*Ziel A:* Um wie viel Prozent ist Chinas Wirtschaft laut dem Ausgangstext in den vergangenen 30 Jahren im Durchschnitt jährlich gewachsen?
*Ziel B:* Nenne bitte alle Dollarbeträge, die im Ausgangstext vorkommen.

*Ausgangstext:*
════════════════
Eines ist in diesen Tagen offensichtlich geworden: Die schrecklichen Erinnerungen an den 4. Juni 1989 werden in China überdeckt von dem Erfolg, vielleicht sogar dem Rausch einer historisch unvergleichlichen Modernisierung.

Das Gedenken hat es schwer, gegen eine Wirtschaft anzukommen, die in den vergangenen 30 Jahren durchschnittlich um 9 Prozent im Jahr gewachsen ist. Angesichts eines Jahreseinkommens, das sich seitdem im Durchschnitt von 200 US-Dollar auf 9600 US-Dollar erhöht hat. Inzwischen hat die Regierung in Peking fast ganz China aus bitterer Armut befreit: Ende der Achtzigerjahre lebten noch 70 Prozent der Menschen von weniger als zwei Dollar am Tag. Schon im nächsten Jahr, so der Plan, soll es fast niemanden mehr geben, der in so großer Armut leben muss. Und selbst wenn es noch ein paar Jahre dauern sollte, ist das eine historisch einmalige Leistung. Dieser wirtschaftliche Aufstieg bedeutet auch: Nie haben mehr Chinesen die Welt gesehen. Nie konnten Chinesen an mehr Informationen kommen als heute. Die staatliche Zensur lässt sich nach wie vor technisch einfach umgehen. Es ist also für fast für jeden möglich, nachzuschauen, was damals passiert ist.
════════════════
*Gespeicherte Einträge:*
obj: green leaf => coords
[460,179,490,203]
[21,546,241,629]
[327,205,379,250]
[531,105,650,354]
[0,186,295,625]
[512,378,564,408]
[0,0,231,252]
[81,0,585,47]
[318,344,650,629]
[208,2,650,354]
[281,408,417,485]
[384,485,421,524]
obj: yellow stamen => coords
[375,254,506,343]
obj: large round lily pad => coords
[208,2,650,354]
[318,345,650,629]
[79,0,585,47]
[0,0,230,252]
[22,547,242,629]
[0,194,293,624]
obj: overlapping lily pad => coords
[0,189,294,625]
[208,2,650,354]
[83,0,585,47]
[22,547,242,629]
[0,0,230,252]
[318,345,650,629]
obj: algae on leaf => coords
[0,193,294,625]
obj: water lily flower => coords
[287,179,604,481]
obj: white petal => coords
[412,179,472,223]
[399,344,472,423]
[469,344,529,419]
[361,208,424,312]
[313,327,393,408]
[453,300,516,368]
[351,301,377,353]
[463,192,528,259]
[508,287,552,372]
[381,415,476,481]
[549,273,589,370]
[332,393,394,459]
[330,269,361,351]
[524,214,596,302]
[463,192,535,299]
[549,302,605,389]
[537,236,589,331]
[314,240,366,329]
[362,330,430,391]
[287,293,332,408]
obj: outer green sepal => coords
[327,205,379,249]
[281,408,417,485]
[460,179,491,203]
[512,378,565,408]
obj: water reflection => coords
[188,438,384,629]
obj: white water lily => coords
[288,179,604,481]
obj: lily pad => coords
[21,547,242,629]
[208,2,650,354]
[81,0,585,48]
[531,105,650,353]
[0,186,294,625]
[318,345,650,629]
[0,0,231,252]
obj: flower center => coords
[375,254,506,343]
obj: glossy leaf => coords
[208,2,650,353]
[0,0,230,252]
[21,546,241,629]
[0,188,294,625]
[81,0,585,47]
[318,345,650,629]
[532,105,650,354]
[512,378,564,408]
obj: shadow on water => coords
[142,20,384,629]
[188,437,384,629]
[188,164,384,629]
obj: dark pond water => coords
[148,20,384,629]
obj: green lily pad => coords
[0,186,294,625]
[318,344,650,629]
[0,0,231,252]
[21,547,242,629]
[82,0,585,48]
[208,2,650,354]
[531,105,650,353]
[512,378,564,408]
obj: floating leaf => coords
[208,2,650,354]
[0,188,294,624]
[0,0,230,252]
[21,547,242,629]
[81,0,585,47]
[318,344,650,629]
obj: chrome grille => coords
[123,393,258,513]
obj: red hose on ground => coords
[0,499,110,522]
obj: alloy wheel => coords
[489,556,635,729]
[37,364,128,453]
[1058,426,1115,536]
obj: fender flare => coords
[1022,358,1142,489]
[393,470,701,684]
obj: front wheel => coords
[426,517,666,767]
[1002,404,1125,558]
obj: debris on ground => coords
════════════════
*Vollständige Ausgabe A:* Um durchschnittlich 9 Prozent im Jahr.

*Vollständige Ausgabe B:*
- 200 US-Dollar
- 9600 US-Dollar
- zwei Dollar